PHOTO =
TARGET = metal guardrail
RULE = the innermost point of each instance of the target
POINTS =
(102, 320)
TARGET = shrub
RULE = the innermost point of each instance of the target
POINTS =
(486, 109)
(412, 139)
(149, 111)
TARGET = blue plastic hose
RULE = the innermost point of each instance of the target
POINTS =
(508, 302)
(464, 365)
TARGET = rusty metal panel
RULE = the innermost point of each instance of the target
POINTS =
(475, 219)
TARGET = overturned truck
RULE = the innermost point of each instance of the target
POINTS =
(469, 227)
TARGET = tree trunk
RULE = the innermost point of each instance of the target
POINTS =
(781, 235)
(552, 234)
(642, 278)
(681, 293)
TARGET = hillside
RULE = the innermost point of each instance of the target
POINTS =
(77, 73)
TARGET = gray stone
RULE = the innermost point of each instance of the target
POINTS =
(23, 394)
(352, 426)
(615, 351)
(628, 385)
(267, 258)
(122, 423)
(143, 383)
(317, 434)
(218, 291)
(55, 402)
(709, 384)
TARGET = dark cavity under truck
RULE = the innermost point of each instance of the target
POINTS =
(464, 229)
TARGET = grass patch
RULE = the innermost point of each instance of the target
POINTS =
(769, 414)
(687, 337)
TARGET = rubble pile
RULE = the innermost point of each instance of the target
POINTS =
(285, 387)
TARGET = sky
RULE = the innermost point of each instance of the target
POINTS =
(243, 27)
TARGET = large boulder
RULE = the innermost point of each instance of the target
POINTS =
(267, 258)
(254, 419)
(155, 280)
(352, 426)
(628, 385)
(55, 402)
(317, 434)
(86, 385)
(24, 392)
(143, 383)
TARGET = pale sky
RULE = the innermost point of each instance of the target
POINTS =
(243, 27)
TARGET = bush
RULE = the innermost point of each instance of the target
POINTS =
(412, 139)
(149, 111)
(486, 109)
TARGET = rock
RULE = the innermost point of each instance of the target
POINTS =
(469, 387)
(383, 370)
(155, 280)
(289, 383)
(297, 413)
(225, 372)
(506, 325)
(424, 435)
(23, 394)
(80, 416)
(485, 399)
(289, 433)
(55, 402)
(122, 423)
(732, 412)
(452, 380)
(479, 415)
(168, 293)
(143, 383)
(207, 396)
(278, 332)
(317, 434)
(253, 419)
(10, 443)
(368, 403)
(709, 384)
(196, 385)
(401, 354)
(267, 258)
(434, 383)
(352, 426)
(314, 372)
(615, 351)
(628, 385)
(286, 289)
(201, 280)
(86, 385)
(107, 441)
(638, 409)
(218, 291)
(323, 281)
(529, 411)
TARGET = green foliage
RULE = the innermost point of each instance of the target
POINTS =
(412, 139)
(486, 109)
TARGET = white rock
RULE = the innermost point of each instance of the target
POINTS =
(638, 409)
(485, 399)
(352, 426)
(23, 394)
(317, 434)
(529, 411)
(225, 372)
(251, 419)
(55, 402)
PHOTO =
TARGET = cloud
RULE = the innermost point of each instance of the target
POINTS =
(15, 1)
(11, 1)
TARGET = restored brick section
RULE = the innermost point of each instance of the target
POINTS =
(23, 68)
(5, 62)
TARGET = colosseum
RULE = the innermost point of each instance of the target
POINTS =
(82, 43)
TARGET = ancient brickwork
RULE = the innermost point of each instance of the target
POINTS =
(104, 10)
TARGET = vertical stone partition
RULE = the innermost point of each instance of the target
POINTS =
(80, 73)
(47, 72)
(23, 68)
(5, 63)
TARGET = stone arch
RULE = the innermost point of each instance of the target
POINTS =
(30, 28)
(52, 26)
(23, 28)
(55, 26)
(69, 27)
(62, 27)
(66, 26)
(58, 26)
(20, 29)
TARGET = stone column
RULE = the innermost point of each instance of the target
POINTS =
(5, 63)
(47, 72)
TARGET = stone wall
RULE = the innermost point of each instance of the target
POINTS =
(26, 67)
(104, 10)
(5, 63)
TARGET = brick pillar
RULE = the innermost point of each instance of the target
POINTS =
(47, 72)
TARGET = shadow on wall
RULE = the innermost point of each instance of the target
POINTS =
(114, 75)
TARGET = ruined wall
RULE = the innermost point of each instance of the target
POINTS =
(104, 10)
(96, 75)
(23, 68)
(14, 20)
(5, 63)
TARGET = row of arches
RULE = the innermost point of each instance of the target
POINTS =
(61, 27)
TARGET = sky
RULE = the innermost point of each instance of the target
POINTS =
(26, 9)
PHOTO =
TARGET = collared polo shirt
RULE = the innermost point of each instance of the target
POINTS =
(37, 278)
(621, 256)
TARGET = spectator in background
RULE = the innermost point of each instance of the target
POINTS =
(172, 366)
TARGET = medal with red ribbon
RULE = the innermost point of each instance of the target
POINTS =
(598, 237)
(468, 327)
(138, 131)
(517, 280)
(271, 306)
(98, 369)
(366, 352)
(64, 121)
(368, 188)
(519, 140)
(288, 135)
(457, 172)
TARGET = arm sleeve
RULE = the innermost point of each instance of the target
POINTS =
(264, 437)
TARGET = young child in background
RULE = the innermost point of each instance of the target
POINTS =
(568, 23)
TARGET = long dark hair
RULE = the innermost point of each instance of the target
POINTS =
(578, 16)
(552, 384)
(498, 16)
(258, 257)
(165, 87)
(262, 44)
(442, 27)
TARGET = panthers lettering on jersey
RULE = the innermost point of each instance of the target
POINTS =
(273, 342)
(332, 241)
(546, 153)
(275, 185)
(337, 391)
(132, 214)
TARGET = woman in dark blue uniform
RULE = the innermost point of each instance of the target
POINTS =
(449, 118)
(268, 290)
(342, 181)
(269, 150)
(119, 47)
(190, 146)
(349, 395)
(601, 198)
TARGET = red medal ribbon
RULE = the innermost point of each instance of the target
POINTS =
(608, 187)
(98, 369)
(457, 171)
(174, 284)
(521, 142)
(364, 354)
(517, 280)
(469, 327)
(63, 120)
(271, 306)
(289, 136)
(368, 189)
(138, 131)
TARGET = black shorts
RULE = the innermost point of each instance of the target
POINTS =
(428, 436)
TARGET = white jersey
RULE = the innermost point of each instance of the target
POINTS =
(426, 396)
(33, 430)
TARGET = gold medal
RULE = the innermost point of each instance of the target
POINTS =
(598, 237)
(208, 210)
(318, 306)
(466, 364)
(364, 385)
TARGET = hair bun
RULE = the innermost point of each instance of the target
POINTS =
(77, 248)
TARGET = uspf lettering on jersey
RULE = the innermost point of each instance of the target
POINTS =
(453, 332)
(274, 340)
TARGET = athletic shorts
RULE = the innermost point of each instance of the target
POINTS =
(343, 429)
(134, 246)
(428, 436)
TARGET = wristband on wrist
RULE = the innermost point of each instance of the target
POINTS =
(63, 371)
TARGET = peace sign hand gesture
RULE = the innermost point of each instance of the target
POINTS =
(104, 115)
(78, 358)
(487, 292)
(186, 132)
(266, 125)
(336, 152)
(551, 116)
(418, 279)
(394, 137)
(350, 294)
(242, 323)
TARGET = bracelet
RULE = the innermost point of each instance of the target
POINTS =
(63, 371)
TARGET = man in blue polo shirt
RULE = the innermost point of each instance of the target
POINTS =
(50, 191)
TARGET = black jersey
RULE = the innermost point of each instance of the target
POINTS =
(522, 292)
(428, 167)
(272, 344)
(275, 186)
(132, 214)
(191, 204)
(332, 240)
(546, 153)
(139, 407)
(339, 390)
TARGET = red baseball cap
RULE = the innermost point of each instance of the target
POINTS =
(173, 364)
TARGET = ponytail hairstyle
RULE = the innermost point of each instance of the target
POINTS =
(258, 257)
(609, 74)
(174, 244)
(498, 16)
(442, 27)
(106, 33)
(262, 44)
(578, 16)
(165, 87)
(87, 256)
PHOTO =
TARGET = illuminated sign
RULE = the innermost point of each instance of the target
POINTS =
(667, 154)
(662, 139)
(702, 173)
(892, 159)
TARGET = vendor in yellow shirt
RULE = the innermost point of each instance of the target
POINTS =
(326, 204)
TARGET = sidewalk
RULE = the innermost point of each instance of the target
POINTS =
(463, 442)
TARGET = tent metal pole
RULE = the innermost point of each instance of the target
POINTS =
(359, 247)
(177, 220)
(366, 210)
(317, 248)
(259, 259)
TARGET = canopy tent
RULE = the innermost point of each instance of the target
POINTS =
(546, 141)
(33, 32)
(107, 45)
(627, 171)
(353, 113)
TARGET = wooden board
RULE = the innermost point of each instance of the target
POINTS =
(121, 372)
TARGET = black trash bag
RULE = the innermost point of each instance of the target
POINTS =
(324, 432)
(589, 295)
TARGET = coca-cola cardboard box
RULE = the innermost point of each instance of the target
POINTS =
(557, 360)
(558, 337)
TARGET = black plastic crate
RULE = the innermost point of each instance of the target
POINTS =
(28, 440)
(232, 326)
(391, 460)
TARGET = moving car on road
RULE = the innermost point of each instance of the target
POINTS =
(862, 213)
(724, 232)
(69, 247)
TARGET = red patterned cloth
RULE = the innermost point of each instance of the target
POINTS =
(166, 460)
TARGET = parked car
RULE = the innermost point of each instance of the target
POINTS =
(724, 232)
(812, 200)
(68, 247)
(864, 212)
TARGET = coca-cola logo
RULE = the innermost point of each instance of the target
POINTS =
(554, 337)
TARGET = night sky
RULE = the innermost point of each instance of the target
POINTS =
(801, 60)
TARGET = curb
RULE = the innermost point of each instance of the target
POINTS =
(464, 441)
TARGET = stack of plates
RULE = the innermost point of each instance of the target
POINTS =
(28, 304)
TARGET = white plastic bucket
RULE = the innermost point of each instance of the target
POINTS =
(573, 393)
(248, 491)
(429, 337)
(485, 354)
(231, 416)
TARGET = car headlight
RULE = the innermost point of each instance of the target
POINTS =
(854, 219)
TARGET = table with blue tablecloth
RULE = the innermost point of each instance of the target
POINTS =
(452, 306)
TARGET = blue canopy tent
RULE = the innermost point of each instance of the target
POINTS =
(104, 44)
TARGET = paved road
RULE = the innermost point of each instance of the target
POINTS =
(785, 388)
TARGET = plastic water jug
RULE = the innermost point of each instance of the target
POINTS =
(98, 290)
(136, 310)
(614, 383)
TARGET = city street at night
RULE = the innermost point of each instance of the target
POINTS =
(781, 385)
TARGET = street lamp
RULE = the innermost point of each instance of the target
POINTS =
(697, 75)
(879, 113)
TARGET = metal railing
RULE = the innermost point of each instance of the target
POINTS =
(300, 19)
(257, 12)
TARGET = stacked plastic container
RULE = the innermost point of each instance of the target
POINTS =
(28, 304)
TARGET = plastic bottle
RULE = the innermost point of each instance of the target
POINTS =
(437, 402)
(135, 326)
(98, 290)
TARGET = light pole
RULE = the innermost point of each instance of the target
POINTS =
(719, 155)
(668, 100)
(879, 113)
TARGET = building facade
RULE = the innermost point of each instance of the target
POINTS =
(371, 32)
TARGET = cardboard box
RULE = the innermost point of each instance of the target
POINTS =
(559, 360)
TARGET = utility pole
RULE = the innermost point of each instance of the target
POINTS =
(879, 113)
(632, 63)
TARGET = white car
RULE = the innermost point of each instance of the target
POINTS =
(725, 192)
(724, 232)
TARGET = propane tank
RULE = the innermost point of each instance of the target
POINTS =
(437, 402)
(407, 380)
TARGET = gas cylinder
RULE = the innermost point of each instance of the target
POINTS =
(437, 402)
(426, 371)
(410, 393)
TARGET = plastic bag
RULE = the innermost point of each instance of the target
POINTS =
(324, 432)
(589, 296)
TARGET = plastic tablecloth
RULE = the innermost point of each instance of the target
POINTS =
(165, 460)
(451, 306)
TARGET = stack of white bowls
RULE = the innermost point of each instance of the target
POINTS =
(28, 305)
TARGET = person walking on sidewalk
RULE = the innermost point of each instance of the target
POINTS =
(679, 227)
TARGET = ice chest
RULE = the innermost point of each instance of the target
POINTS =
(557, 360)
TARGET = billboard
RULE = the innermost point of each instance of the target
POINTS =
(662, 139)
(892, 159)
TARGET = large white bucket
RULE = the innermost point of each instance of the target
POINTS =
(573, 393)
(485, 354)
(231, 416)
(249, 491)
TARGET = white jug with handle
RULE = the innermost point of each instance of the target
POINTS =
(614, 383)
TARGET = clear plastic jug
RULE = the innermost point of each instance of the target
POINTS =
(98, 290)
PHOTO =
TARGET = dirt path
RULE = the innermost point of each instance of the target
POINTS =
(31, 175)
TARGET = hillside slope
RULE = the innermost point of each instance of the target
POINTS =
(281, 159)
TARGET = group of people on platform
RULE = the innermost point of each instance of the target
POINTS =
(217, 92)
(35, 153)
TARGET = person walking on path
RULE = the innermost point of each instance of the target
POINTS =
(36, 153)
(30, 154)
_ _ _ _
EXERCISE DIRECTIONS: Could you write out, exactly as they stand, only the lines above that begin at the line with "TARGET = black trash bag" and stop after the line with "TARGET = red patterned cloth"?

EXERCISE RESULT:
TARGET = black trash bag
RULE = the innermost point of each instance of the target
POINTS =
(324, 432)
(589, 295)
TARGET = coca-cola cardboard box
RULE = the innermost point of each instance of the target
POINTS =
(557, 360)
(558, 337)
TARGET = black plastic crate
RULE = the innermost point of each instance of the target
POINTS =
(28, 440)
(232, 326)
(391, 460)
TARGET = moving car on road
RULE = the innermost point of each instance of the target
POINTS =
(862, 213)
(724, 232)
(69, 247)
TARGET = red patterned cloth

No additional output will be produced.